• **Extract**:
◆ ◆ ◆

In all seriousness this is a wonderful article. Has the author/op seen this talk[0] by a FreeBSD developer on systemd?

What I like about the talk is asking about what is going to happen when we need to move on to newer ways of doing things that will have advantages and disadvantages over the old way. We can see a similar story with X11 and Wayland. Systemd does do some things better than the old way but does have flaws.

[0]:https://youtu.be/o_AIw9bGogo

frankjr 2 years ago

I generally embrace systemd and have been pretty happy with it but there's one component which simply doesn't work correctly and that's systemd-resolved in combination with DNSSEC. I eventually had to replace it with Knot Resolver which works flawlessly on the same machine / network.

https://github.com/systemd/systemd/issues/9867

https://www.knot-resolver.cz/

habitue 2 years ago

Maybe a good way to get competition is to give someone a possibly dubious (but fun!) goal of writing a systemd compatible alternative in rust.

◆ ◆ ◆

• **Mask labeling examples**:
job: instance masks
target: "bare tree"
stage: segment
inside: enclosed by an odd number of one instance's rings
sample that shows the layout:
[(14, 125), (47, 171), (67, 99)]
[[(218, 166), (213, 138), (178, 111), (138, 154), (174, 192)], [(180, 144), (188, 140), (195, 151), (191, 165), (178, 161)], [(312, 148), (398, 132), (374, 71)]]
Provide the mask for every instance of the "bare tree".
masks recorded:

◆ ◆ ◆

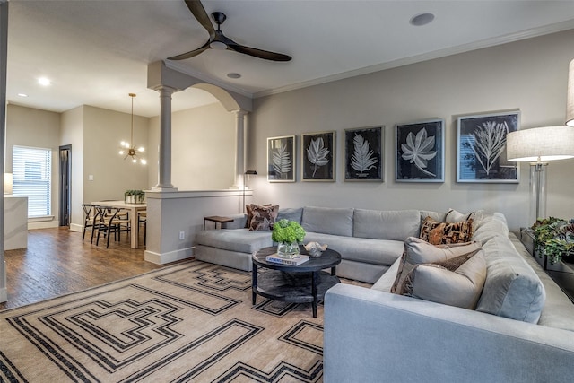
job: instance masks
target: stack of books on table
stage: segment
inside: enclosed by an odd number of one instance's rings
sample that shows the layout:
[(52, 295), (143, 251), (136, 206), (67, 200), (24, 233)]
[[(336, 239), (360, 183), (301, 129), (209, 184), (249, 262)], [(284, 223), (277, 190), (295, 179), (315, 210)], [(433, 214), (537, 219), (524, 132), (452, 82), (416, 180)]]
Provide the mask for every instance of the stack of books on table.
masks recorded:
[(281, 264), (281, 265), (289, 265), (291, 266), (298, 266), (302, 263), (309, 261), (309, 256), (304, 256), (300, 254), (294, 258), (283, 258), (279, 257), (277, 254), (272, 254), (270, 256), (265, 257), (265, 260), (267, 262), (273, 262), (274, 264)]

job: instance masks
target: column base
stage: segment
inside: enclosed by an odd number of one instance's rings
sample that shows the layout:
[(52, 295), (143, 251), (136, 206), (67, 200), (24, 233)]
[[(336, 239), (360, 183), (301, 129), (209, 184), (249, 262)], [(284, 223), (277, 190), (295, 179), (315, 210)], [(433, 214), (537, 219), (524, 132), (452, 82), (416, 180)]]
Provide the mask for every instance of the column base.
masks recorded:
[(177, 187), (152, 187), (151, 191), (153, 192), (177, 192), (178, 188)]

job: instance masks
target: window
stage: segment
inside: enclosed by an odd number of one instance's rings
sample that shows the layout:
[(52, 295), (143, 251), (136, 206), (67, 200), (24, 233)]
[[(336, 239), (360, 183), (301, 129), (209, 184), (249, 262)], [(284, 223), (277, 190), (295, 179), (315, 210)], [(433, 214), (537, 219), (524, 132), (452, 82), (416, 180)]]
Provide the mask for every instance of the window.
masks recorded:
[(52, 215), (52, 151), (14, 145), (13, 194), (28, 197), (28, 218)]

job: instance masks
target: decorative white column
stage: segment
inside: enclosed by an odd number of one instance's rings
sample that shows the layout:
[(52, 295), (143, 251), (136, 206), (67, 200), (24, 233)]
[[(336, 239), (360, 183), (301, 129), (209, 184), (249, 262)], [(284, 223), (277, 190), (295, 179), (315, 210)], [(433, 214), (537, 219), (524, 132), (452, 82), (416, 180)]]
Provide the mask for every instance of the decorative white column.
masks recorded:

◆ ◆ ◆

• **Required actions**:
- a) In the systemd thread:
(i) Which pair of display technologies is mentioned as having a story similar to systemd's?
(ii) What did frankjr replace systemd-resolved with?
(iii) In what language does habitue suggest writing a systemd-compatible alternative?
- b) Can you shorten the paragraph in the systemd thread that begins "I generally embrace systemd" to a single sentence while keeping its main facts?

• **Worked answers**:
- a)
(i) X11 and Wayland
(ii) Knot Resolver
(iii) Rust

- b) I'm generally happy with systemd, but systemd-resolved doesn't work correctly with DNSSEC, so I replaced it with Knot Resolver, which works flawlessly on the same machine and network.